____ DATA FOR THIS EXERCISE

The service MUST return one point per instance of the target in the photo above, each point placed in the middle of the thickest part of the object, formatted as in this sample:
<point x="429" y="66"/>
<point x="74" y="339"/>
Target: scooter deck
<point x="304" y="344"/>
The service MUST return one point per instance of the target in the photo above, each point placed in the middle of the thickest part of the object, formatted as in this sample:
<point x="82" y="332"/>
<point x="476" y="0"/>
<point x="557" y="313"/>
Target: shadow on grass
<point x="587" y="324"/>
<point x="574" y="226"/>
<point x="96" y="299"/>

________
____ DATA FOR THIS EXERCISE

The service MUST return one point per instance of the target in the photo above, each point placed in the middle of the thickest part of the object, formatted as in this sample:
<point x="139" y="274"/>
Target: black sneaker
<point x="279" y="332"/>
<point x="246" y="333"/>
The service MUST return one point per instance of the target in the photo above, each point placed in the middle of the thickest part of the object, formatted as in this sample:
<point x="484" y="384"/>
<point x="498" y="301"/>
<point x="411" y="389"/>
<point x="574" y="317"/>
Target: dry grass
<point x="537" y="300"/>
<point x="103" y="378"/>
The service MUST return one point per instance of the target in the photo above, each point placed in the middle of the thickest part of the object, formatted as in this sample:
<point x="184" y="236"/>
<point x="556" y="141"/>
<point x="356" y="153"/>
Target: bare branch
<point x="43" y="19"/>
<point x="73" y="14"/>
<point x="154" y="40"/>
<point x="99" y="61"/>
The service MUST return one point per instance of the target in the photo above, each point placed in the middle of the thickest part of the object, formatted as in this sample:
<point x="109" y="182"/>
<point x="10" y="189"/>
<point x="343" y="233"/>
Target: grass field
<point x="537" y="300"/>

________

* REQUEST: Pull out each line of the data above that contains the string "grass", treating uppercase and lowercase letters as different.

* WORKED SOLUTION:
Target: shadow on grass
Target: dry grass
Target: grass field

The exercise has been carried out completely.